* _STORED DATA_
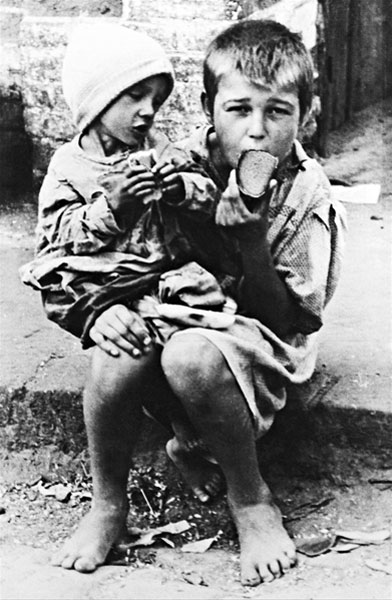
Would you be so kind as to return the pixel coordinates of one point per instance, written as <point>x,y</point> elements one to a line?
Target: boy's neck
<point>221,168</point>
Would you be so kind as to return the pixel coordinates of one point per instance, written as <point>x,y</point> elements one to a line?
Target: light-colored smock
<point>306,236</point>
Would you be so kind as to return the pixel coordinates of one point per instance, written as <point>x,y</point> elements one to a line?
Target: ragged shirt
<point>81,246</point>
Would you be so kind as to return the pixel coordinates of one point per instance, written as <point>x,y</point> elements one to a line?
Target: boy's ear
<point>206,107</point>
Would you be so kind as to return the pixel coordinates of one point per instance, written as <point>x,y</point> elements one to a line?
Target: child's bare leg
<point>186,449</point>
<point>198,374</point>
<point>112,412</point>
<point>202,476</point>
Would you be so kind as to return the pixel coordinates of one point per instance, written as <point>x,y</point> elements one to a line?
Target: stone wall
<point>35,34</point>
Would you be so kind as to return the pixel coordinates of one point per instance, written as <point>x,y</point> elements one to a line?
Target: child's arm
<point>72,224</point>
<point>186,186</point>
<point>264,294</point>
<point>119,328</point>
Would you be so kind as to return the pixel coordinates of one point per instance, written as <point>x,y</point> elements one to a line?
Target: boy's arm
<point>72,224</point>
<point>186,185</point>
<point>264,294</point>
<point>68,223</point>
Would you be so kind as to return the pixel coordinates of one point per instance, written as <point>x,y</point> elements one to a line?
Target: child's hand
<point>232,211</point>
<point>129,188</point>
<point>171,181</point>
<point>119,328</point>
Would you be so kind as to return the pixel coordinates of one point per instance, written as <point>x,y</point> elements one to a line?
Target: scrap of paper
<point>363,193</point>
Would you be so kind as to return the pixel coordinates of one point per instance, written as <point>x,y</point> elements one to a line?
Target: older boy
<point>230,382</point>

* _WHAT TO DO_
Would you set down each line of the data exactly, with no images included?

* _YOUR RESPONSE_
Would you be so kind as to return the pixel coordinates of one point per instance, written as <point>x,y</point> elements one to a line?
Target: boy's neck
<point>221,168</point>
Would you be so kind as to return the pixel coordinates of one point per instance, written as <point>x,y</point> elements one to a line?
Target: light-colored smock
<point>306,236</point>
Would you be so kind as to return the pixel coordinates of one point per instance, written as <point>x,y</point> elements one to a line?
Target: ragged shirt
<point>81,246</point>
Would you be so kind as to return the pixel coordinates of one point per instance, written as <point>x,y</point> elements one to a line?
Target: boy's ear
<point>206,107</point>
Would you be so kind as to return the pixel coordinates of one point per instance, written as <point>x,y</point> elements one to a line?
Target: child's bare leg
<point>186,449</point>
<point>198,374</point>
<point>112,412</point>
<point>202,476</point>
Would you be so kind as to return the pixel coordinates of one point per instance, written as <point>x,y</point> elements one to a line?
Target: stone wall
<point>35,34</point>
Would you be so kind as to return the pixel coordinates of one point per instance, written as <point>x,y</point> elements one to a line?
Target: child's arm
<point>72,224</point>
<point>186,186</point>
<point>264,294</point>
<point>119,328</point>
Would you be so kind as to return the pixel coordinates of one point per instance, written as <point>x,y</point> elements one to a line?
Target: boy's arm
<point>72,224</point>
<point>186,185</point>
<point>264,294</point>
<point>68,223</point>
Would you be so kind as to return the pixel coordinates of one point per instance, written as <point>x,y</point> elements one to a line?
Target: child's hand
<point>232,211</point>
<point>129,188</point>
<point>171,181</point>
<point>119,328</point>
Would you be so kind as to return the pixel coordinates of one point per instance, written as <point>x,y</point> elements one to a line?
Target: scrap of paper
<point>363,193</point>
Would you be so kind as to return the pixel coordinates of one point per instance, written as <point>x,y</point> elements one to a line?
Target: older boy
<point>230,382</point>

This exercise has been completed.